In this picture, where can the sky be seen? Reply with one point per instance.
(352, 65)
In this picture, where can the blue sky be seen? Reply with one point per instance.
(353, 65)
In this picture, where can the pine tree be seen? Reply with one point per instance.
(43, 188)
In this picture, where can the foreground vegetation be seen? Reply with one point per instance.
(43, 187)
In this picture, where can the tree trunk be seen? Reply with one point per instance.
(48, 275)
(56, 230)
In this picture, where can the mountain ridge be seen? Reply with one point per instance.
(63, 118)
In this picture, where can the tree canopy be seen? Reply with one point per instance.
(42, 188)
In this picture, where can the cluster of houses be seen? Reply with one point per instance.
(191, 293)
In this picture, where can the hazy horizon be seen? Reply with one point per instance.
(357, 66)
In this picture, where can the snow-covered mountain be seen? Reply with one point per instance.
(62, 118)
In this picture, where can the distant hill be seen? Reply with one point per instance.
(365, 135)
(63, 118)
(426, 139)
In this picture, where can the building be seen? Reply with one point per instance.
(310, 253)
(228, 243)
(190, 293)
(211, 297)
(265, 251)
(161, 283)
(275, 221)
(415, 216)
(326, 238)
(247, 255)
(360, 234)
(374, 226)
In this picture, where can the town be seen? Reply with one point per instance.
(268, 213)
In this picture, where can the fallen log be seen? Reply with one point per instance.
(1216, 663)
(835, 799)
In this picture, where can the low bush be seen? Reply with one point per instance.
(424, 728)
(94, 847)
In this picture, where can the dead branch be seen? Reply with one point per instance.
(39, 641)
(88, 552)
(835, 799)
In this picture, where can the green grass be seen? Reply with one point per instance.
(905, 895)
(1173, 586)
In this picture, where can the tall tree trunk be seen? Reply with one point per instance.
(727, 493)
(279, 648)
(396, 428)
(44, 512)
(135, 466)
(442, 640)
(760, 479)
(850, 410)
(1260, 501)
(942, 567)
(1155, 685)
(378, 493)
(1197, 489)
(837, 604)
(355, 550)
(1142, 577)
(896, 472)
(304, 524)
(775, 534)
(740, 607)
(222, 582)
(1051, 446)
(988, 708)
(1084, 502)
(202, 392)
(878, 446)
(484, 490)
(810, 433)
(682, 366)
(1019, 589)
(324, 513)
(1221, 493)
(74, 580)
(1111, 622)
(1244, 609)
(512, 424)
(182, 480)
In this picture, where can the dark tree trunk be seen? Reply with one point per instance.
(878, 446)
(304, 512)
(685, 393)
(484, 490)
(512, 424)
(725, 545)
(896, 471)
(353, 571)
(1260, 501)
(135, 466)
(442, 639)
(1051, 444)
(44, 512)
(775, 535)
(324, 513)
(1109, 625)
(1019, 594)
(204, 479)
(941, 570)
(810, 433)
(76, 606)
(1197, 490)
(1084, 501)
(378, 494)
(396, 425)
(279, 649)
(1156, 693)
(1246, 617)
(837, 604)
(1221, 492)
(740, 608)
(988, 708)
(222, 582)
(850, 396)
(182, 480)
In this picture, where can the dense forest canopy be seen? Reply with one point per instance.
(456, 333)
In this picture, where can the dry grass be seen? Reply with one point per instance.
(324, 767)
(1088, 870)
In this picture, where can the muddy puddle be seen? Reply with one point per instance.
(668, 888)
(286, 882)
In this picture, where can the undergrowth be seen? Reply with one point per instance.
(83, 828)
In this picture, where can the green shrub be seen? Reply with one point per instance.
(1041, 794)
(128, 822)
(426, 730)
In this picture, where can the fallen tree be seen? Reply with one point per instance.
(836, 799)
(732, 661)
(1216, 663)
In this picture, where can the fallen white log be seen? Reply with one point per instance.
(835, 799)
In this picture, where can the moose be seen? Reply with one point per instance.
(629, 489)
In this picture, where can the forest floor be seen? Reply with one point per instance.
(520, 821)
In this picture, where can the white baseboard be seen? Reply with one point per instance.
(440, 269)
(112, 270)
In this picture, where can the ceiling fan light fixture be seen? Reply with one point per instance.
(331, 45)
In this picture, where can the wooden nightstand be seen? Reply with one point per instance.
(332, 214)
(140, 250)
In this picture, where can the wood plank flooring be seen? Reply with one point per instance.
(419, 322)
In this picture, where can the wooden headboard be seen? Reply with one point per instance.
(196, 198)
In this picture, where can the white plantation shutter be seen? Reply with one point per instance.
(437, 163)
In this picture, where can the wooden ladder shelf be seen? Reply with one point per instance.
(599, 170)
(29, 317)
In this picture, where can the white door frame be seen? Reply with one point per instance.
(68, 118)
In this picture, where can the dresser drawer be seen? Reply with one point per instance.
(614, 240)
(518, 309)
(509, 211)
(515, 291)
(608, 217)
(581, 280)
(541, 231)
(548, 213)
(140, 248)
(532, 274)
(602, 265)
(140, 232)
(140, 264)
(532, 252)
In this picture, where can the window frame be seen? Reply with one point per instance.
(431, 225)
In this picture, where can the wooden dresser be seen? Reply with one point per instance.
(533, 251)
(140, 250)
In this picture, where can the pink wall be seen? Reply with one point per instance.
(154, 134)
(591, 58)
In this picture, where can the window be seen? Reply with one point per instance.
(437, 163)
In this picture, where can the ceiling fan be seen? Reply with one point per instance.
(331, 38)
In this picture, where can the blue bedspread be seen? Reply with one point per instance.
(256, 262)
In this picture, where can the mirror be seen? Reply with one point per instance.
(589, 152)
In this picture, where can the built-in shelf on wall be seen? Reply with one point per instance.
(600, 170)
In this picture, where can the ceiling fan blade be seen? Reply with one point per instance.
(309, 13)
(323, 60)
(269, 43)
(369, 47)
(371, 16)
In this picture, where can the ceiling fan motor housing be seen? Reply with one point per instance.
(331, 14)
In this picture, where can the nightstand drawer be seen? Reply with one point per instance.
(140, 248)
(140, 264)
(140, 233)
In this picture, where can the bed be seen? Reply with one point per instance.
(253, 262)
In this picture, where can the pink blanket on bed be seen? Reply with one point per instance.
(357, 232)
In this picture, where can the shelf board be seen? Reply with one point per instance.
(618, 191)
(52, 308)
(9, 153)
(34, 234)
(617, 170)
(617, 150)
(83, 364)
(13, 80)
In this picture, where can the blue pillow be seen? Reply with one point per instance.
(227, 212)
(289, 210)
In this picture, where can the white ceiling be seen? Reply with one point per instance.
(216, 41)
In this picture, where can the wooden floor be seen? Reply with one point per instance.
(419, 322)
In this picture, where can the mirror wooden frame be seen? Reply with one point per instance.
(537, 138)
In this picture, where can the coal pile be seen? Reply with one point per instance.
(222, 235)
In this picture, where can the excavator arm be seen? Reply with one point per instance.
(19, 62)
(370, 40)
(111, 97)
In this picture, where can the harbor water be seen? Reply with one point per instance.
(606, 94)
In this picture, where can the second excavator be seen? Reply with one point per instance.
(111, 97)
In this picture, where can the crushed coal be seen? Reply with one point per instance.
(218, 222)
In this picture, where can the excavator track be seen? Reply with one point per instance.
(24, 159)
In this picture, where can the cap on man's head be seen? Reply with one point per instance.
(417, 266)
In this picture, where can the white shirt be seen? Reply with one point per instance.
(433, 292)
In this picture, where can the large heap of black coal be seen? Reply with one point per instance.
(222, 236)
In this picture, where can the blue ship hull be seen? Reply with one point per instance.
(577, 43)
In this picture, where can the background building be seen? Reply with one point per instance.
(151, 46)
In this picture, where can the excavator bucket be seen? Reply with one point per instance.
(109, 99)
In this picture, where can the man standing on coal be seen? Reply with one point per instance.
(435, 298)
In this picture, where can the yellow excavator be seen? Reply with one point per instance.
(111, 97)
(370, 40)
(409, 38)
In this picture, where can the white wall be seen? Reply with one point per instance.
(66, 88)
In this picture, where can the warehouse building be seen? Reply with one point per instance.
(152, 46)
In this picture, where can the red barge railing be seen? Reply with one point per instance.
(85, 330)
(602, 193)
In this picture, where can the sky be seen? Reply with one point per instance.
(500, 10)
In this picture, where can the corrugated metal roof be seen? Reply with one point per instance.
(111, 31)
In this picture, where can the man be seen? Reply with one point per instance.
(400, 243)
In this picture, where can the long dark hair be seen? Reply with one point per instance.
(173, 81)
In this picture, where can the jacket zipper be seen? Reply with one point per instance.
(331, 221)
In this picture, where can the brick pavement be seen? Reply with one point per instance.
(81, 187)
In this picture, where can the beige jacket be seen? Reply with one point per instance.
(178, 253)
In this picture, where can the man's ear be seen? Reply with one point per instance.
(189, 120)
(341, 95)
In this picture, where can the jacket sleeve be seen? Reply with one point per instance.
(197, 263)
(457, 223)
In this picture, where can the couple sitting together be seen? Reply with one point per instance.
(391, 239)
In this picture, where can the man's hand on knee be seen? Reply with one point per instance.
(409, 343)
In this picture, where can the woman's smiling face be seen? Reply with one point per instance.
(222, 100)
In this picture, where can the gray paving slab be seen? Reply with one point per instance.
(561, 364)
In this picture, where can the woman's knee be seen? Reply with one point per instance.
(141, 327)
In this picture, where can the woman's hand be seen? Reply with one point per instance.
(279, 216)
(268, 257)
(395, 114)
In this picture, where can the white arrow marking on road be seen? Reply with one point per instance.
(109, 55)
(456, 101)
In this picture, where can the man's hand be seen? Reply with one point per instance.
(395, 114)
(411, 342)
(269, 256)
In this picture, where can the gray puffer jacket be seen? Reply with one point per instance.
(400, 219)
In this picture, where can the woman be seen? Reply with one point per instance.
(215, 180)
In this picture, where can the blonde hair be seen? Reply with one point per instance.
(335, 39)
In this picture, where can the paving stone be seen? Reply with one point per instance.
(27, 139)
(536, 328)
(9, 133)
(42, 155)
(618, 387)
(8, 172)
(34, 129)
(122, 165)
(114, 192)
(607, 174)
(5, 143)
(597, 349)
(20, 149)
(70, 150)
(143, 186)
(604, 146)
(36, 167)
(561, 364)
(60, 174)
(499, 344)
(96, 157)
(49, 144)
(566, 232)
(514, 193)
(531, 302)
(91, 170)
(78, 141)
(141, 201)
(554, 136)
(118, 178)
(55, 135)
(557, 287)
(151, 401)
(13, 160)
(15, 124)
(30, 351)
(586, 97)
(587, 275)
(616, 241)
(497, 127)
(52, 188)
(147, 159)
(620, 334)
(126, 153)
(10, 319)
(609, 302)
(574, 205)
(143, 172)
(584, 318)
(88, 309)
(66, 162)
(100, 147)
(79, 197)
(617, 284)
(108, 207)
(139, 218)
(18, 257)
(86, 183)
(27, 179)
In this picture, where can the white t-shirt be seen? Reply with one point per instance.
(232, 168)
##########
■ **Aim of the task**
Take the line that contains "In this picture, where can the woman be" and every line after it to the end of the entries above, and reproduce them exactly.

■ **Response**
In this picture, where can the woman be seen? Reply with one point per instance.
(215, 180)
In this picture, where can the blonde hair be seen? Reply with one point per instance.
(335, 39)
In this picture, where can the paving stone be seen? Reply with one point per instance.
(27, 139)
(536, 328)
(9, 133)
(42, 155)
(618, 387)
(8, 172)
(34, 129)
(122, 165)
(114, 192)
(607, 174)
(5, 143)
(597, 349)
(20, 149)
(70, 150)
(143, 186)
(604, 146)
(36, 167)
(561, 364)
(60, 174)
(499, 344)
(96, 157)
(49, 144)
(566, 232)
(514, 193)
(531, 302)
(91, 170)
(78, 141)
(141, 201)
(554, 136)
(118, 178)
(55, 135)
(557, 287)
(151, 401)
(13, 160)
(15, 124)
(30, 351)
(586, 97)
(587, 275)
(616, 241)
(497, 127)
(52, 188)
(147, 159)
(620, 334)
(126, 153)
(10, 319)
(609, 302)
(574, 205)
(143, 172)
(584, 318)
(88, 309)
(66, 162)
(100, 147)
(79, 197)
(617, 284)
(108, 207)
(139, 218)
(18, 257)
(86, 183)
(27, 179)
In this picture, where can the white t-shirt be seen? Reply with one point per instance.
(232, 168)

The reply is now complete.